- [WORK TO BE COMPLETED] Can you repeat every one of the records below word for word, leaving the pictures out?

- [DATA FOR THIS TASK]
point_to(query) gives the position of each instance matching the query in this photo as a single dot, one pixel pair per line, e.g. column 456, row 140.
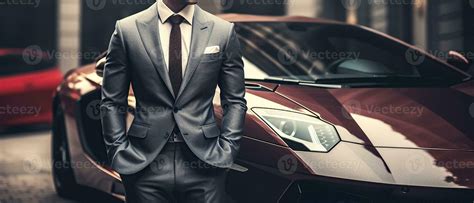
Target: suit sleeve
column 115, row 88
column 232, row 94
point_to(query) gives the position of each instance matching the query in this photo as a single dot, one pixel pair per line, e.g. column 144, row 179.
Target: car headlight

- [REPLY TO THE EXERCISE]
point_to(query) gives the position of each instance matching the query in this photo as a single dot, one pixel pair per line, e.g. column 456, row 140.
Target: suit sleeve
column 115, row 88
column 232, row 94
point_to(query) gives the position of each instance matching the query in this photo as a single dot, one pixel pair per line, e.g. column 144, row 179.
Target: car headlight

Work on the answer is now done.